> [ТЕКСТ]

►

Я отнесся к делу со всей ответственностью — и яркогубые мои одноклассники, глядя на меня, почему-то радостно хохотали.
Прозвенел звонок, все поспешно стерли краску — женская губная помада стирается очень легко. А краска на моих губах держалась вмертвую — она даже не размазалась! Я тер ее, скреб ногтями — ничто не помогало.
Я вошел в класс с позорно накрашенным ртом — и сел за парту, прикрыв лицо рукой. Михаил Павлович осведомился, буду ли я выступать. Я мрачно пробубнил, что реферат замечательный — у меня нет к нему претензий.
После урока Доля хохотала так звонко и радовалась так искренно, что я простил ей это издевательство.
Михаила Павловича уже не было в нашей школе, когда я поступил на физмат одесского университета. Но мне передавали, что он очень расстроился.
— Какая ошибка! Ну, что Сергею в этой физике?
А спустя примерно сорок-сорок пять лет мой близкий и долгий (до самой его смерти) друг Борис Ланда приехал в Ленинград, чтобы проконсультироваться с Михаилом Павловичем по поводу своей работы о Достоевском, — академик Алексеев был, вероятно, самым видным у нас знатоком этого писателя. И в беседе упомянул обо мне, его давнем ученике. Михаил Павлович оживился.
— Так вы говорите, Сережа стал писателем? Никогда не сомневался, что он должен закончить именно литературой. Столько напутал, столько ненужных профессий насобирал, пока не вывернулся на единственную правильную дорогу!

◄

Записи набора данных с точечной разметкой
►

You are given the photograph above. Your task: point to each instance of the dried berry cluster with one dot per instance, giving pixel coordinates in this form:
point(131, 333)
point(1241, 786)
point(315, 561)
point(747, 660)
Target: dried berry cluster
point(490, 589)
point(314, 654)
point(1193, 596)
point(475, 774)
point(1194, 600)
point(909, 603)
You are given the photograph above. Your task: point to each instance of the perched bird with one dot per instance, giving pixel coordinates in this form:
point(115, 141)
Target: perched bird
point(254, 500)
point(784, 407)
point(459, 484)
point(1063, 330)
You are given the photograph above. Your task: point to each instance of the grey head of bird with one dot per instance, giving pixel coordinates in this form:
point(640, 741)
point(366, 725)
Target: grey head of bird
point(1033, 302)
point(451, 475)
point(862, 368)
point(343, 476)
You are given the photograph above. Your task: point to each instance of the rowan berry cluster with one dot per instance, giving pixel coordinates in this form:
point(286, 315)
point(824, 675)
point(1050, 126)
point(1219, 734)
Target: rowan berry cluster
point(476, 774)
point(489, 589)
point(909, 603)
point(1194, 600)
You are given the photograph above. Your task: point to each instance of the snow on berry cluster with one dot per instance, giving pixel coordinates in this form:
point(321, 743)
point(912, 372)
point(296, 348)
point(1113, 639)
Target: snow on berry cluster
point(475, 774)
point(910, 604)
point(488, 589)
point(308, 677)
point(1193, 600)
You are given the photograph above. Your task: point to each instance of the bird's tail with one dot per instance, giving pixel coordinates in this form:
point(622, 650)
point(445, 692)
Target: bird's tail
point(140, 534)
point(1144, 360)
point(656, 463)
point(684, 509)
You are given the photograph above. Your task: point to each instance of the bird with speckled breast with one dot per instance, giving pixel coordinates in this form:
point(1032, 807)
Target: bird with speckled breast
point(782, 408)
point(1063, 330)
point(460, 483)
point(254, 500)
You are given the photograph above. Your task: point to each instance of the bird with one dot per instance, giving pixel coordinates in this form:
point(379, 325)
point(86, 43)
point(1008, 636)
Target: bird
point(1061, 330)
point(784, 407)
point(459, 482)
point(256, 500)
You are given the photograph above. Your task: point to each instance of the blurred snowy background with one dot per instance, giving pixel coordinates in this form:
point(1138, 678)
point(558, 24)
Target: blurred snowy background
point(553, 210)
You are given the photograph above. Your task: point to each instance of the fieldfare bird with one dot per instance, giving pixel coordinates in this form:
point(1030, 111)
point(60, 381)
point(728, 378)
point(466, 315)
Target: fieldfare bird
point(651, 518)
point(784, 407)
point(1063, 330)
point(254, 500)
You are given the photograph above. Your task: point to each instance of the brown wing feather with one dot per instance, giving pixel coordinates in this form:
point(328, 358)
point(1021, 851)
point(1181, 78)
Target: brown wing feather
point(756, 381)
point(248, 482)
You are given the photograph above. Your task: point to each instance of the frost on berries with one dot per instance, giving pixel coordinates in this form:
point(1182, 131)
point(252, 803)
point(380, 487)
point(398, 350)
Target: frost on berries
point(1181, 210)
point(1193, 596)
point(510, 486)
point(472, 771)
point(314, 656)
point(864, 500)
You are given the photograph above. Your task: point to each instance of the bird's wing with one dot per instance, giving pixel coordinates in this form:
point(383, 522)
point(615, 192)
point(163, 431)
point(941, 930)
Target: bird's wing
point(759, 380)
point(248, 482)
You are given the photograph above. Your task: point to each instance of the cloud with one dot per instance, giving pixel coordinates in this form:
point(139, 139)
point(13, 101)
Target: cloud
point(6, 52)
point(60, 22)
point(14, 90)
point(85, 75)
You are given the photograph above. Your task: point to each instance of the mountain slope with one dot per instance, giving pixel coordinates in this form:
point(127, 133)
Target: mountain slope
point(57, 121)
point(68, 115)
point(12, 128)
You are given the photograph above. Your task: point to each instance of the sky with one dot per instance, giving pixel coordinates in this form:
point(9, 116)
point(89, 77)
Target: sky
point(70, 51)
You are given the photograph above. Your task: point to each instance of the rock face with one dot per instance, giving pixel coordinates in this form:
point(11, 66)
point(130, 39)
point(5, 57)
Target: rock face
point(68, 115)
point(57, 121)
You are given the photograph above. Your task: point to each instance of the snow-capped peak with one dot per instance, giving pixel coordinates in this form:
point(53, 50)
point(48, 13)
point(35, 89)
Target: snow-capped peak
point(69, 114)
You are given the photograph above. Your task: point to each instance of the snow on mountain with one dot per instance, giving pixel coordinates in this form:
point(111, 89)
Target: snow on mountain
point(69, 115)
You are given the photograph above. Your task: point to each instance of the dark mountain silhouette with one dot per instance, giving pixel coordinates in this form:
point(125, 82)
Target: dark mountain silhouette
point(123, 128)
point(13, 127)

◄

> [ЗАДАНИЕ 1] В записях от строки с «of the brown» до строки с «point(70, 51)» замените «cloud» на «storm cloud» и приведите эти строки полностью, ничего иного в них не меняя.
> [ЗАДАНИЕ 2] Продолжите текст воспоминаний о Михаиле Павловиче начиная с места после его последнего предложения.

> [ОТВЕТ 1]
You are given the photograph above. Your task: point to each instance of the brown wing feather with one dot per instance, giving pixel coordinates in this form:
point(328, 358)
point(1021, 851)
point(1181, 78)
Target: brown wing feather
point(756, 381)
point(248, 482)
You are given the photograph above. Your task: point to each instance of the frost on berries with one dot per instance, giving pixel coordinates in this form:
point(1182, 131)
point(252, 803)
point(380, 487)
point(398, 350)
Target: frost on berries
point(1181, 210)
point(1193, 596)
point(510, 486)
point(472, 771)
point(314, 656)
point(864, 500)
You are given the photograph above. Your task: point to each instance of the bird's wing with one dot per instance, giving pixel coordinates in this form:
point(383, 522)
point(615, 192)
point(163, 431)
point(941, 930)
Target: bird's wing
point(759, 380)
point(248, 482)
You are given the photograph above. Your task: point to each instance of the storm cloud with one dot per instance, giving pixel coordinates in this form:
point(139, 139)
point(13, 101)
Target: storm cloud
point(6, 52)
point(60, 22)
point(14, 90)
point(85, 75)
You are given the photograph above. Your task: point to each instance of the mountain slope with one dot per instance, giving pixel coordinates in this form:
point(127, 133)
Target: mountain slope
point(57, 121)
point(68, 115)
point(12, 128)
You are given the photograph above. Your task: point to each instance of the sky with one dot per instance, giving pixel coordinates in this form:
point(9, 116)
point(89, 77)
Target: sky
point(70, 51)

> [ОТВЕТ 2]
И последнее.
Где-то в шестидесятых годах я увидел портрет Михаила Павловича. Я не узнал его — передо мной было совершенно незнакомое лицо. Если бы я встретил этого человека на улице, я бы прошел мимо, не поздоровавшись.
Все мы меняемся с годами…
2
Два года, проведенные мной в профшколе № 2, были временем расцвета нэпа. Новая буржуазия широко шагнула вперед. Страна, еще недавно нищая, оборванная, донельзя измученная голодом и разрухой, преобразилась. Она богатела, наливалась живительными соками. Крестьяне распахивали оставленные помещичьи земли, заваливали базары и рынки мясом и салом, молоком и творогом, хлебом и ягодами. Усердно работали ремесленники. В городах открывались сияющие электричеством новые Чичкины, Елисеевы, Филипповы — количество товаров уже не уступало прежнему, дореволюционному.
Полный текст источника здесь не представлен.